[Source records]
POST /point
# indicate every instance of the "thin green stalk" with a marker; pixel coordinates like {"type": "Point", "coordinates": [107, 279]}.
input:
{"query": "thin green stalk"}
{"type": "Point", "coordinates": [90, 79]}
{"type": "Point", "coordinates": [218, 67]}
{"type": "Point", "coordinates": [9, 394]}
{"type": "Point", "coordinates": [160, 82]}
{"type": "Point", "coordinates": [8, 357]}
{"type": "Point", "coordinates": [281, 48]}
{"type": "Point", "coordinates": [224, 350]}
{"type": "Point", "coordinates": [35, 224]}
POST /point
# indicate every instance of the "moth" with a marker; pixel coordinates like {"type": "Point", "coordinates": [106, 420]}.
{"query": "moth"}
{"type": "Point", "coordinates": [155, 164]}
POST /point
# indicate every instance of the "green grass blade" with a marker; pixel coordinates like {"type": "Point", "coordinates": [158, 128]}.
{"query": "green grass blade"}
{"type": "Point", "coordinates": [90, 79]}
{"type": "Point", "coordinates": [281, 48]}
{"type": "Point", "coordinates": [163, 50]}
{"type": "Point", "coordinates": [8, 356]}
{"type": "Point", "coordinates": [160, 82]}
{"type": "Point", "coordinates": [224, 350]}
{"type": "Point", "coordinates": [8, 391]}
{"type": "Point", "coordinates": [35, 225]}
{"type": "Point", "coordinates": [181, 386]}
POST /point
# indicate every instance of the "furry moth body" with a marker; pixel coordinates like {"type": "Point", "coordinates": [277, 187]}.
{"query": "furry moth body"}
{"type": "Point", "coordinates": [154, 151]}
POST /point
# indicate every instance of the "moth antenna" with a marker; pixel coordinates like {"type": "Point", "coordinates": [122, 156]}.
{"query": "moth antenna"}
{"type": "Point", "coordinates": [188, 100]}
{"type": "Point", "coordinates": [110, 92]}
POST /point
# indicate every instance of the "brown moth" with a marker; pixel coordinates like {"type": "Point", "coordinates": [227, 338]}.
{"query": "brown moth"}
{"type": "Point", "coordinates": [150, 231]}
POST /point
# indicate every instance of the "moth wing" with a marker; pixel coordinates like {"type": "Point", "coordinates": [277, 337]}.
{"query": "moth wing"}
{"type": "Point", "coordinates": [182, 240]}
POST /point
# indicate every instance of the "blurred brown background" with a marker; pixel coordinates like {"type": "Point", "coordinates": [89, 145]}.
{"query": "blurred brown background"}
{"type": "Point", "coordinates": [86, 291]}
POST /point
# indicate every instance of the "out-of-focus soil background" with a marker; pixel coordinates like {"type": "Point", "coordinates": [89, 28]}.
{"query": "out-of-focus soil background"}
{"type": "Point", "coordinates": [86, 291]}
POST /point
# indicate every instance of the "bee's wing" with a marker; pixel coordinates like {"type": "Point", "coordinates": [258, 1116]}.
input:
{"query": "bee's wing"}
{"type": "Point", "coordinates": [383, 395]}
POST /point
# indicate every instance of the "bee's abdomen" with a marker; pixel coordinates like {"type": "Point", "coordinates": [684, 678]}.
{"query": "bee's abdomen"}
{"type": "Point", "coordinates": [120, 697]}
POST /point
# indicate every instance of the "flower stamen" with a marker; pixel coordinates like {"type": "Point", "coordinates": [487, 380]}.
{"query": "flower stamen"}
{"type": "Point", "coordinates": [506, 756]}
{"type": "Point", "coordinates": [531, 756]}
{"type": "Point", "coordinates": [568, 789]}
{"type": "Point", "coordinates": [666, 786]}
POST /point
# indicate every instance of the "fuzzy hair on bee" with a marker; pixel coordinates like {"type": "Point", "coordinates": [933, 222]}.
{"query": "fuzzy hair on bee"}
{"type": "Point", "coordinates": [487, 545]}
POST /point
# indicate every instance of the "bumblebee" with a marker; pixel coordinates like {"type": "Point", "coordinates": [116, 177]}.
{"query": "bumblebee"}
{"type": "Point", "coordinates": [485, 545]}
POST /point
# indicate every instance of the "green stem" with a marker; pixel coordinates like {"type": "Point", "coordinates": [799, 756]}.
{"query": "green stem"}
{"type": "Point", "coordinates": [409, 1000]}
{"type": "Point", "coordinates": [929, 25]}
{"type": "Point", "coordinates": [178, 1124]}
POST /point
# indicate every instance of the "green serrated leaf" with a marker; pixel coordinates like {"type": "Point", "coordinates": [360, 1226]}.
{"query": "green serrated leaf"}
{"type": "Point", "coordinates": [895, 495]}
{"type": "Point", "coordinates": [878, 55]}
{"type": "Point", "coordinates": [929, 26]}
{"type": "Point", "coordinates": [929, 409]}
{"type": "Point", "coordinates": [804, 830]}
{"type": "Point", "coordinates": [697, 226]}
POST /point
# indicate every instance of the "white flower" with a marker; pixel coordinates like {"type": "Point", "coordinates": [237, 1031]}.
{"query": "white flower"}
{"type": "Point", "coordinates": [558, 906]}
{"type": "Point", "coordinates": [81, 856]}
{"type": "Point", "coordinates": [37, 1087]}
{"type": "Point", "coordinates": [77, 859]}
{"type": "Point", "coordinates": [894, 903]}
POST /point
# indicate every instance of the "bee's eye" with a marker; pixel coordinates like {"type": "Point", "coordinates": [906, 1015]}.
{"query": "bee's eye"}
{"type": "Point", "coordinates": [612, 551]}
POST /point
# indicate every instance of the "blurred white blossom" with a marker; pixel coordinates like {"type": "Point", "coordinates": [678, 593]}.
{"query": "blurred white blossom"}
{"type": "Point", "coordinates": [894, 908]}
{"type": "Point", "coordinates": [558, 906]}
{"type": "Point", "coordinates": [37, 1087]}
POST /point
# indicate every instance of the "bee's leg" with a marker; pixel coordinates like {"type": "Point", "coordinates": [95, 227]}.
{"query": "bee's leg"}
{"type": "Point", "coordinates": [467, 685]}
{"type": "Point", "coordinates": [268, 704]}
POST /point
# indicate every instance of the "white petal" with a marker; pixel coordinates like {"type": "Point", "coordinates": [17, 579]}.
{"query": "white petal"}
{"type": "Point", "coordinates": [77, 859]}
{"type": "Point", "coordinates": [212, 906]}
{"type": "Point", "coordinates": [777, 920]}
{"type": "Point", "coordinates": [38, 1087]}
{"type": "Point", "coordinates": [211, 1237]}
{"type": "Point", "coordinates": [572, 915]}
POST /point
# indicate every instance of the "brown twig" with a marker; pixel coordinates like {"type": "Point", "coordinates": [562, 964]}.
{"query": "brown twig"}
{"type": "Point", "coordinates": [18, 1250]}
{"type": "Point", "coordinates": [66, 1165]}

- **What the task requires**
Write the entire listing out again, word for word.

- **Answer**
POST /point
# indicate every instance of the "thin green stalk" with a marker; pixel coordinates like {"type": "Point", "coordinates": [107, 279]}.
input:
{"query": "thin green stalk"}
{"type": "Point", "coordinates": [90, 79]}
{"type": "Point", "coordinates": [218, 67]}
{"type": "Point", "coordinates": [9, 394]}
{"type": "Point", "coordinates": [160, 82]}
{"type": "Point", "coordinates": [8, 357]}
{"type": "Point", "coordinates": [281, 48]}
{"type": "Point", "coordinates": [224, 350]}
{"type": "Point", "coordinates": [35, 224]}
POST /point
# indicate every instance of the "moth" with a marker; pixel coordinates like {"type": "Point", "coordinates": [106, 420]}.
{"query": "moth"}
{"type": "Point", "coordinates": [155, 164]}
POST /point
# indicate every instance of the "green grass blade" with a marker; pixel coordinates like {"type": "Point", "coordinates": [158, 128]}.
{"query": "green grass blade"}
{"type": "Point", "coordinates": [90, 79]}
{"type": "Point", "coordinates": [281, 48]}
{"type": "Point", "coordinates": [163, 50]}
{"type": "Point", "coordinates": [8, 356]}
{"type": "Point", "coordinates": [160, 82]}
{"type": "Point", "coordinates": [224, 350]}
{"type": "Point", "coordinates": [8, 391]}
{"type": "Point", "coordinates": [35, 225]}
{"type": "Point", "coordinates": [181, 386]}
POST /point
# indicate every instance of the "furry moth body" with a marker; pixel coordinates like {"type": "Point", "coordinates": [277, 187]}.
{"query": "furry moth body"}
{"type": "Point", "coordinates": [154, 151]}
POST /point
# indicate every instance of the "moth antenna" with a marker; pixel coordinates like {"type": "Point", "coordinates": [122, 156]}.
{"query": "moth antenna"}
{"type": "Point", "coordinates": [188, 100]}
{"type": "Point", "coordinates": [110, 92]}
POST /point
# indicate every instance of the "brown moth" with a marker; pixel coordinates like {"type": "Point", "coordinates": [227, 338]}.
{"query": "brown moth"}
{"type": "Point", "coordinates": [150, 231]}
POST /point
# indicate every instance of the "moth wing" with a marker; pixel coordinates like {"type": "Point", "coordinates": [277, 337]}.
{"query": "moth wing"}
{"type": "Point", "coordinates": [182, 240]}
POST /point
# indicate every instance of the "blurred brown background" with a marker; pixel coordinates like {"type": "Point", "coordinates": [89, 145]}.
{"query": "blurred brown background"}
{"type": "Point", "coordinates": [86, 291]}
POST /point
# indicate every instance of the "out-of-focus soil background" with a marker; pixel coordinates like {"type": "Point", "coordinates": [89, 28]}.
{"query": "out-of-focus soil background"}
{"type": "Point", "coordinates": [86, 291]}
POST /point
# indicate every instance of the "bee's wing" with a marker; pixel coordinates like {"type": "Point", "coordinates": [258, 1116]}.
input:
{"query": "bee's wing"}
{"type": "Point", "coordinates": [383, 395]}
POST /point
# indicate every instance of the "bee's abdomen" with a marker; pixel coordinates like {"type": "Point", "coordinates": [684, 678]}.
{"query": "bee's abdomen"}
{"type": "Point", "coordinates": [120, 697]}
POST /point
# indicate every instance of the "flower stamen" with a marker; pixel coordinates like {"type": "Point", "coordinates": [487, 380]}.
{"query": "flower stamen"}
{"type": "Point", "coordinates": [506, 756]}
{"type": "Point", "coordinates": [531, 756]}
{"type": "Point", "coordinates": [568, 789]}
{"type": "Point", "coordinates": [666, 786]}
POST /point
# indicate every instance of the "fuzzy hair on bee" with a marker; pixel coordinates like {"type": "Point", "coordinates": [933, 222]}.
{"query": "fuzzy hair on bee"}
{"type": "Point", "coordinates": [487, 545]}
POST /point
# indicate every instance of the "bumblebee" with a marker; pixel coordinates like {"type": "Point", "coordinates": [116, 177]}.
{"query": "bumblebee"}
{"type": "Point", "coordinates": [485, 545]}
POST /point
# indicate every instance of the "green stem" with a marker; pixel coordinates like {"type": "Point", "coordinates": [799, 756]}.
{"query": "green stem"}
{"type": "Point", "coordinates": [409, 1000]}
{"type": "Point", "coordinates": [929, 25]}
{"type": "Point", "coordinates": [178, 1124]}
POST /point
# indicate every instance of the "green serrated leaf" with a marker; pixel coordinates like {"type": "Point", "coordinates": [360, 1226]}.
{"query": "green serrated leaf"}
{"type": "Point", "coordinates": [895, 495]}
{"type": "Point", "coordinates": [878, 55]}
{"type": "Point", "coordinates": [929, 26]}
{"type": "Point", "coordinates": [929, 409]}
{"type": "Point", "coordinates": [804, 830]}
{"type": "Point", "coordinates": [697, 226]}
POST /point
# indicate every instance of the "white flower" with a marker; pixel coordinates like {"type": "Point", "coordinates": [237, 1031]}.
{"query": "white flower"}
{"type": "Point", "coordinates": [558, 906]}
{"type": "Point", "coordinates": [81, 856]}
{"type": "Point", "coordinates": [37, 1087]}
{"type": "Point", "coordinates": [77, 859]}
{"type": "Point", "coordinates": [894, 903]}
POST /point
# indicate every instance of the "bee's eye" with a marker; pixel coordinates like {"type": "Point", "coordinates": [906, 1015]}.
{"query": "bee's eye"}
{"type": "Point", "coordinates": [612, 551]}
POST /point
# indicate every instance of the "blurred white blossom" with a marker; pixel coordinates like {"type": "Point", "coordinates": [678, 593]}.
{"query": "blurred white blossom"}
{"type": "Point", "coordinates": [894, 908]}
{"type": "Point", "coordinates": [558, 906]}
{"type": "Point", "coordinates": [37, 1087]}
POST /point
# indicate every instance of the "bee's leg" with a marker; pixel coordinates like {"type": "Point", "coordinates": [95, 227]}.
{"query": "bee's leg"}
{"type": "Point", "coordinates": [467, 685]}
{"type": "Point", "coordinates": [268, 704]}
POST /point
# indicate every instance of the "white petal" with a marker; pixel coordinates like {"type": "Point", "coordinates": [17, 579]}.
{"query": "white petal"}
{"type": "Point", "coordinates": [77, 859]}
{"type": "Point", "coordinates": [212, 906]}
{"type": "Point", "coordinates": [777, 920]}
{"type": "Point", "coordinates": [38, 1087]}
{"type": "Point", "coordinates": [211, 1237]}
{"type": "Point", "coordinates": [572, 915]}
POST /point
# indicate every instance of the "brown twig" with a marker; pixel coordinates like {"type": "Point", "coordinates": [562, 964]}.
{"query": "brown twig"}
{"type": "Point", "coordinates": [18, 1250]}
{"type": "Point", "coordinates": [66, 1165]}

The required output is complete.